**Action item:**
Retype verbatim the stretch of the article on business interruption insurance below that begins at the words "The key to winning" and stops after "a business’s premises.".

**Supplied text:**
:::::

Minding the Gap: How Insurers Let CRE Down
On March 16, 2020, millions of businesses in the U.S. faced two chilling realities:
They had to shut down operations, close their doors, and turn away customers to slow the spread of COVID-19. And they learned their business interruption insurance wouldn’t cover ANY of the financial losses from suspending activities.
How was it possible to have insurance for this seemingly exact situation yet receive no coverage? What could’ve been done differently to ensure protection?
These are just two of many questions commercial real estate owners and operators have asked themselves over the past year and a half.
In this article, we’ll cover how insurance companies let commercial real estate operators down and share strategies owners can use to protect themselves from future refusal of insurance claims.
What is business interruption insurance?
Business interruption insurance, also called business income coverage (BI), is a type of insurance coverage specifically designed to shield a business against financial loss in the aftermath of a peril, such as a tornado, tsunami, theft, or fire.
It protects a business from financial ruin by covering underlying operating expenses like rent, payroll, taxes, and lease payments.
The anticipated compensation makes this policy ubiquitous among small- and medium-sized companies in all sectors.
As expected, business income coverage is also popular in U.S. commercial real estate, where nearly 90% of businesses lease — rather than own — their space.
This occupancy trend is the reason commercial real estate landlords, like their commercial tenants, also suffered economic consequences (ranging from mild to catastrophic) during the government-mandated shutdowns.
Why viruses are not covered
Surprisingly, the insurance industry’s move to quietly dump insurance for virus-related peril started decades ago. When SARS broke out back in 2002-2003, nearly halting the Asian economy, insurance companies had to pay out millions of dollars in BI coverage settlements to their customers. Lesson learned!
Evolving from this massive hit to their bottom line, providers subsequently added to most insurance policies a blanket clause that excludes coverage for damage or losses due to viral or bacterial diseases.
This calculated elimination meant that by the time COVID-19 was first confirmed on American soil, almost half of all insurance policies would exclude payments to businesses for pandemic-provoked economic losses.
And thus a severe gap between the reality of COVID-19 and the limits of insurance emerged.
In the fine print: why businesses flopped in courtrooms
Seeing their BI coverage claims being continually denied, owners across the country dragged their insurance companies to court, with over 1,500 lawsuits filed between lockdown and resumption of activities.
Unfortunately for the aggrieved, verdicts for two-thirds of these cases were in favor of insurance companies. Owners couldn’t refute the virus-exclusion clause in their policies and the basic, almost unequivocal, language that required any damage to be physical for businesses to qualify for compensation.
Judges at all levels seemed to agree that unlike fire, hailstorm, or a riot, COVID-19 failed to meet the ‘physical damage’ standard, as it is undetectable to the human eye.
The key to winning
Thankfully, a few businesses were successful in their suits against the insurance companies. The victories of these victims offer case studies for commercial real estate to close the gaps in business income coverage.
Rather than evade the physical damage requirement under the BI coverage, attorneys of the prevailing lawsuits proved convincingly — via a preponderance of evidence — the presence of COVID-19 on a business’s premises.

:::::

**Material shown:**

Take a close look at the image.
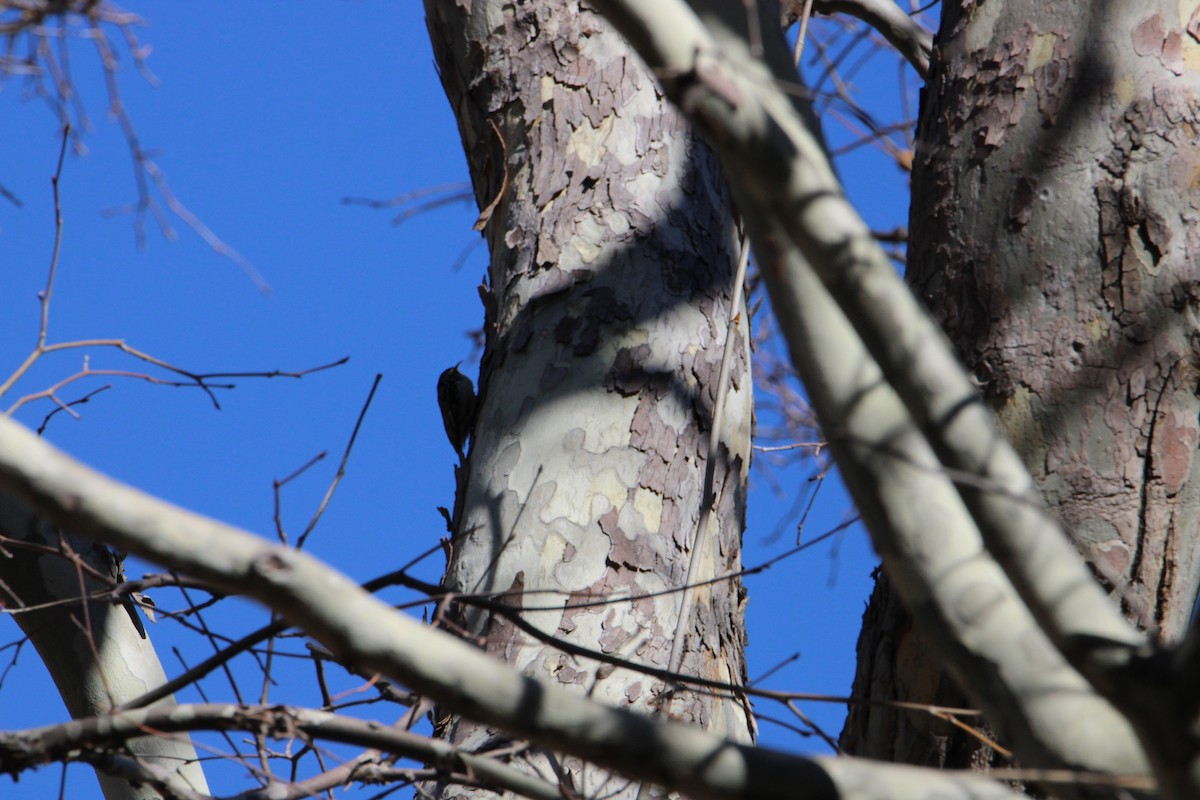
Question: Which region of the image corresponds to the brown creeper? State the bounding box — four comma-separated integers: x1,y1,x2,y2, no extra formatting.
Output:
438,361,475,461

:::::

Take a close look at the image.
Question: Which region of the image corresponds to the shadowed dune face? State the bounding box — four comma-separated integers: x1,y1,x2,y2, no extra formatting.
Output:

:::::

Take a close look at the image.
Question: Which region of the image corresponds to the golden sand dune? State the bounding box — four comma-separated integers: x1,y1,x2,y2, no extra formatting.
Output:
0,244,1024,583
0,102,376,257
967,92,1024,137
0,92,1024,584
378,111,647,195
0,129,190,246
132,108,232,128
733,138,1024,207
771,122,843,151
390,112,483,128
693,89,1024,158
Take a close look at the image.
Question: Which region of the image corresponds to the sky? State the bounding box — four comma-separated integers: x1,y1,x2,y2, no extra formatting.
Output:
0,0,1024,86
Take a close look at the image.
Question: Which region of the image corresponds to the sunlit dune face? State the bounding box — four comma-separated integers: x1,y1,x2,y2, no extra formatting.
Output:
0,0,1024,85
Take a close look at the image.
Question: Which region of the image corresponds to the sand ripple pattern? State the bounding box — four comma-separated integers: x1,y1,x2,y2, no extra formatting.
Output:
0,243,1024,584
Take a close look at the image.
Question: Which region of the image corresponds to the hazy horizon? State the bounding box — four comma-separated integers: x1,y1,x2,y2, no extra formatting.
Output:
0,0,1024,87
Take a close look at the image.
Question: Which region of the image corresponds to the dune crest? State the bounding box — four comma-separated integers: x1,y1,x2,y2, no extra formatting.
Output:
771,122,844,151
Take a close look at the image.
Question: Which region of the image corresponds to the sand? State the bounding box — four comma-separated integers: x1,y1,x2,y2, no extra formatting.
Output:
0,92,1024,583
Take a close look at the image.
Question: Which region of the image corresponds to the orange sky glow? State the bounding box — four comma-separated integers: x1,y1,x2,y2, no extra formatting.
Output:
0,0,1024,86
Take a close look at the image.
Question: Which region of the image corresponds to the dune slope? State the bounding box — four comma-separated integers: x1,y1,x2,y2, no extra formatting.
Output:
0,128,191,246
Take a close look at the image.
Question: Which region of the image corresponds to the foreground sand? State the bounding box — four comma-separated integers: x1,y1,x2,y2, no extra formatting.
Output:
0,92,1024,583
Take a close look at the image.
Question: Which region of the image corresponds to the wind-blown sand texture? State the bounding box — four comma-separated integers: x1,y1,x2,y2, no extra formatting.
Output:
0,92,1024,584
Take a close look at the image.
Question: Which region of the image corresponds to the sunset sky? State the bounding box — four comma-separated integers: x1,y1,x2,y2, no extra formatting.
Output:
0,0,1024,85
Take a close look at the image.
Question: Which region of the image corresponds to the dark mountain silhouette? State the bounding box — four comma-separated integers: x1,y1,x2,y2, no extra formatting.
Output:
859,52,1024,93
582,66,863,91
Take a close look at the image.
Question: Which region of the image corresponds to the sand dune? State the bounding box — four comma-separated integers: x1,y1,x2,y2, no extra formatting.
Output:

:::::

**Answer for the task:**
The key to winning
Thankfully, a few businesses were successful in their suits against the insurance companies. The victories of these victims offer case studies for commercial real estate to close the gaps in business income coverage.
Rather than evade the physical damage requirement under the BI coverage, attorneys of the prevailing lawsuits proved convincingly — via a preponderance of evidence — the presence of COVID-19 on a business’s premises.